## Short task:
Swap "shadow on ground" for "shadow on the ground" in every entry below and write the entries out again, changing nothing else.

## Data section:
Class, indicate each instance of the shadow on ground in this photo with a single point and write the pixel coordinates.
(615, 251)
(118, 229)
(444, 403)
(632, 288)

## Written response:
Class, indicate each instance of the shadow on the ground in this photo with a single point and write the pixel coordinates.
(615, 251)
(118, 229)
(444, 403)
(632, 288)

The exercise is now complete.